(Data for this exercise begins)
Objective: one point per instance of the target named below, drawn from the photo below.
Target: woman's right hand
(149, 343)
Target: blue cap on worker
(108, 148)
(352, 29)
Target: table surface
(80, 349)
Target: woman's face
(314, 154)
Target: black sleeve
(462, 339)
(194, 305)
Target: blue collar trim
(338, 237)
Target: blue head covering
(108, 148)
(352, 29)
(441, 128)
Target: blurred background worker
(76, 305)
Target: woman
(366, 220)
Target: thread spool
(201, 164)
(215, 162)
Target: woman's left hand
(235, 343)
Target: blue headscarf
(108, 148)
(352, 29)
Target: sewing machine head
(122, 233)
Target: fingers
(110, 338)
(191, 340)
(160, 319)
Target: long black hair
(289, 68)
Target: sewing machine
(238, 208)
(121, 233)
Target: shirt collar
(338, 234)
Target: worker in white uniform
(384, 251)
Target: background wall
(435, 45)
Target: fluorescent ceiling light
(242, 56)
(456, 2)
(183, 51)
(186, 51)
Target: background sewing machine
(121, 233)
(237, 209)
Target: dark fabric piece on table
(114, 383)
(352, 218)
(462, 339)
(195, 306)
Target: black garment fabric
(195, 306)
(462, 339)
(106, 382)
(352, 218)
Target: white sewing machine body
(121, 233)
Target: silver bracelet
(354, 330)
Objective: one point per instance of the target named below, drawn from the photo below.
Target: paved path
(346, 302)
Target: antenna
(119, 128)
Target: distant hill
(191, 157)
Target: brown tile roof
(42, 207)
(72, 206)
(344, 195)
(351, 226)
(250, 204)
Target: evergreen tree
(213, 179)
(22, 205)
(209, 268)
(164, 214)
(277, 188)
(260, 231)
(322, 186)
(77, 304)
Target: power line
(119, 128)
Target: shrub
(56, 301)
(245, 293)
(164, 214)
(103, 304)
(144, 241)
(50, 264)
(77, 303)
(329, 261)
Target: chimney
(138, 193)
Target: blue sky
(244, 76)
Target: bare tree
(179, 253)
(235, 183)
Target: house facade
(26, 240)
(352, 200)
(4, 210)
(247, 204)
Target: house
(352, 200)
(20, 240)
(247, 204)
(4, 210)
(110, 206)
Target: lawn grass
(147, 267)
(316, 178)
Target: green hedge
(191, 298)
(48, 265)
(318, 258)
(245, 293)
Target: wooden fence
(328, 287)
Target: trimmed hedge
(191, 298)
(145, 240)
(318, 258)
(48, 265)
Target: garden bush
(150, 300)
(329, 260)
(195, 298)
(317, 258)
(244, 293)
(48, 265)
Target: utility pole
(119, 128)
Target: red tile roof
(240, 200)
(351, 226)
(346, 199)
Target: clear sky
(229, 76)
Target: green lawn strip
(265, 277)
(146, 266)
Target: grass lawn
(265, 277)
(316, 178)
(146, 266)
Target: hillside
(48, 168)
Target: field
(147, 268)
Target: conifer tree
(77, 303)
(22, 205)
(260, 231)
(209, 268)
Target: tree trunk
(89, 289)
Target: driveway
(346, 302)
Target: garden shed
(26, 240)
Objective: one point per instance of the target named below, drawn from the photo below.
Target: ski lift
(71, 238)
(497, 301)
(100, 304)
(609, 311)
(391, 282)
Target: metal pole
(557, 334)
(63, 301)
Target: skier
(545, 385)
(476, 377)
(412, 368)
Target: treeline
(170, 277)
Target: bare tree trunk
(Data for this exercise ends)
• **What is being asked**
Take the lines from the one containing "Target: distant hill" through the final line of the entries above, and set them down exactly, with nothing added.

• **Answer box**
Target: distant hill
(191, 157)
Target: brown tile roof
(42, 207)
(72, 206)
(344, 195)
(351, 226)
(250, 204)
Target: evergreen tree
(213, 179)
(22, 205)
(209, 268)
(164, 214)
(277, 188)
(260, 231)
(322, 186)
(77, 304)
Target: power line
(119, 128)
Target: shrub
(56, 301)
(245, 293)
(164, 214)
(103, 304)
(144, 241)
(50, 264)
(77, 303)
(329, 261)
Target: chimney
(138, 193)
Target: blue sky
(244, 76)
Target: bare tree
(179, 253)
(235, 183)
Target: house facade
(26, 240)
(352, 200)
(4, 210)
(247, 204)
Target: house
(352, 200)
(20, 240)
(247, 204)
(4, 210)
(110, 206)
Target: lawn grass
(147, 267)
(316, 178)
Target: green hedge
(191, 298)
(48, 265)
(318, 258)
(245, 293)
Target: wooden fence
(328, 287)
Target: trimmed hedge
(191, 298)
(145, 240)
(318, 258)
(48, 265)
Target: garden bush
(150, 300)
(329, 260)
(195, 298)
(317, 258)
(244, 293)
(48, 265)
Target: utility pole
(119, 128)
Target: red tile roof
(240, 200)
(351, 226)
(346, 199)
Target: clear sky
(229, 76)
Target: green lawn strip
(265, 277)
(146, 266)
Target: grass lawn
(265, 277)
(316, 178)
(146, 266)
Target: hillside
(48, 168)
Target: field
(147, 268)
Target: conifer tree
(77, 303)
(22, 205)
(260, 231)
(209, 268)
Target: tree trunk
(89, 289)
Target: driveway
(346, 302)
Target: garden shed
(26, 240)
Objective: one point per instance of the target named below, drawn from the photo below.
Target: ski lift
(71, 238)
(497, 301)
(100, 304)
(609, 311)
(391, 282)
Target: metal pole
(557, 334)
(63, 301)
Target: skier
(545, 385)
(476, 377)
(412, 368)
Target: treeline
(170, 277)
Target: bare tree trunk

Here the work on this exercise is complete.